__Activity 1__.
Return the portion of the news roundup below that runs from "Fox News — Parental" up to and including "their child’s identity.", copied verbatim.
__Activity 2__.
According to the news roundup below, which news organization is credited for the description of the proposed California law?

====== Quoted passage

Fox News’ Laura Ingraham spoke to a Chicago mother about parenting and gender identity, and CNN’s Anderson Cooper spoke to an American caver who survived an emergency rescue mission.
Fox News — Parental custody and gender identity
On the “Ingraham Angle” on Wednesday night, Laura Ingraham spoke with a mother who says she lost custody of her 12-year-old daughter in 2019 over a gender-identity dispute.
Ingraham asked Jeanette Cooper how she lost custody of her daughter in Chicago and about a recently proposed bill in the state of California that would require parents to affirm their child’s identity.
The potential law being split between party lines in California would require “judges to consider whether a parent affirms their child’s gender identity when making custody and visitation decisions,” per The Associated Press.

============
====== Data excerpts

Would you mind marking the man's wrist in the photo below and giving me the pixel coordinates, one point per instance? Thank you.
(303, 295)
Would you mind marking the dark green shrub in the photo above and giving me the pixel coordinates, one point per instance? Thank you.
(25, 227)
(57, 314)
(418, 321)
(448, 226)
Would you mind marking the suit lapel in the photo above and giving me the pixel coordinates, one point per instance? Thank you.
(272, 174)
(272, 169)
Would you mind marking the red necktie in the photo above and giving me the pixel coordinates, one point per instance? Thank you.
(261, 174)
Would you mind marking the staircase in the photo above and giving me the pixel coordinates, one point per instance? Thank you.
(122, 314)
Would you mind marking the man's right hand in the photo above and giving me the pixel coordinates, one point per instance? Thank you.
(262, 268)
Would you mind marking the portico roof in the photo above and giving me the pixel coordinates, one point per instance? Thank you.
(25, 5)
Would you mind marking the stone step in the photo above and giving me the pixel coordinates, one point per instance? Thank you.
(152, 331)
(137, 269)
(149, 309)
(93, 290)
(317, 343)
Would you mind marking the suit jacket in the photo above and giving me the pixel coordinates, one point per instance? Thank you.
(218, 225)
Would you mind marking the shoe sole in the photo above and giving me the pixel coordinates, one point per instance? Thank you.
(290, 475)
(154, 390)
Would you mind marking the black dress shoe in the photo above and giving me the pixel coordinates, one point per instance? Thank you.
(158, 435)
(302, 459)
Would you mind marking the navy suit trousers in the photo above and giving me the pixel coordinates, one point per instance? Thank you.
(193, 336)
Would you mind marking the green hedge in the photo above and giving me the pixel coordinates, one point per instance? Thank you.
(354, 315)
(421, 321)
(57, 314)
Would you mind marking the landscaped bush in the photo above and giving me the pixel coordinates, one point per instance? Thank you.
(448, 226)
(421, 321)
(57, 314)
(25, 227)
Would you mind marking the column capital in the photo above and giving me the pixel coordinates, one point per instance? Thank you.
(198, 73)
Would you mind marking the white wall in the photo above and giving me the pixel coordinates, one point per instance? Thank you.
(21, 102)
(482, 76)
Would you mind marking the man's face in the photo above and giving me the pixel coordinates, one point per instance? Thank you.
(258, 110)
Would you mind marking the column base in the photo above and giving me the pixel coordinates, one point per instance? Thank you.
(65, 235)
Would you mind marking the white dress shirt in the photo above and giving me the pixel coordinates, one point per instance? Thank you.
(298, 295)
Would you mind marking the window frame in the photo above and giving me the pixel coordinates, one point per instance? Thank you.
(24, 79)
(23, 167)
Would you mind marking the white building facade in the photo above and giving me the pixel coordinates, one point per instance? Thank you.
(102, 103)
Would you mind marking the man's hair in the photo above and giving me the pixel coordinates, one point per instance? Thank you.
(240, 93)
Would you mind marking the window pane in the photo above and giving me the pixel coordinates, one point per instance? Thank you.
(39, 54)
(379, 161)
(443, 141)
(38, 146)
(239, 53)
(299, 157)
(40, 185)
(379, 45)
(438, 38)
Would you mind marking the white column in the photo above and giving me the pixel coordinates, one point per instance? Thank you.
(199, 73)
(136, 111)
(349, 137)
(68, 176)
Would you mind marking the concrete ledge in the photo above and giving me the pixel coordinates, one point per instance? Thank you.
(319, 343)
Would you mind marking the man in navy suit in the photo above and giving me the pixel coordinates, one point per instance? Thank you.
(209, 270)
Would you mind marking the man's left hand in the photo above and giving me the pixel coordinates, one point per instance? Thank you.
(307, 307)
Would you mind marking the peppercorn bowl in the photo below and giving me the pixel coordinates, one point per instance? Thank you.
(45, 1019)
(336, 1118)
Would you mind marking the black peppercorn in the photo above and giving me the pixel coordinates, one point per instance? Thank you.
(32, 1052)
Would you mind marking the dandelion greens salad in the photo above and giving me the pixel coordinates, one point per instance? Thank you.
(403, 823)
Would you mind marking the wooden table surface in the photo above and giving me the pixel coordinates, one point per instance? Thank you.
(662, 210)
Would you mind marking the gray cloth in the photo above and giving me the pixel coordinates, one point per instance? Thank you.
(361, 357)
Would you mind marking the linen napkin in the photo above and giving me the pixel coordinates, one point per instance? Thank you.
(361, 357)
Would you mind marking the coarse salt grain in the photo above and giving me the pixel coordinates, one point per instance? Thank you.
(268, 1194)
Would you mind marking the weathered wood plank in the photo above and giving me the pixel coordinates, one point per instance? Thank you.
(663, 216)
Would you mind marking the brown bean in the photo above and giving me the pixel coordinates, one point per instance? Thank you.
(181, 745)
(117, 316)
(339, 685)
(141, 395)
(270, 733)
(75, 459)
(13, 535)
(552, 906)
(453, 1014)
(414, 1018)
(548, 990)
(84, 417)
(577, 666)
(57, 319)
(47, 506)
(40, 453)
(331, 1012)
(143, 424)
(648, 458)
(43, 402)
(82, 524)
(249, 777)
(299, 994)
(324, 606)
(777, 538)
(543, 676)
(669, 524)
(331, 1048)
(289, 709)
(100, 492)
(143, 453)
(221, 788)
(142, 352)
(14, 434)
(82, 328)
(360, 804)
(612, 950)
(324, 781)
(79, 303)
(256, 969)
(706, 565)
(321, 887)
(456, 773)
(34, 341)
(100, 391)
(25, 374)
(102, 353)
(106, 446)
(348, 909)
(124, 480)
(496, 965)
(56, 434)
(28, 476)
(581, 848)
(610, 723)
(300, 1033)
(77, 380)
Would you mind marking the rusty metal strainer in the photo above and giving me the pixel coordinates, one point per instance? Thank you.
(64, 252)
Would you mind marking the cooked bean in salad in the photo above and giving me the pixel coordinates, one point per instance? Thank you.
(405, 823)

============

__Exercise response 1__.
Fox News — Parental custody and gender identity
On the “Ingraham Angle” on Wednesday night, Laura Ingraham spoke with a mother who says she lost custody of her 12-year-old daughter in 2019 over a gender-identity dispute.
Ingraham asked Jeanette Cooper how she lost custody of her daughter in Chicago and about a recently proposed bill in the state of California that would require parents to affirm their child’s identity.

__Exercise response 2__.
The Associated Press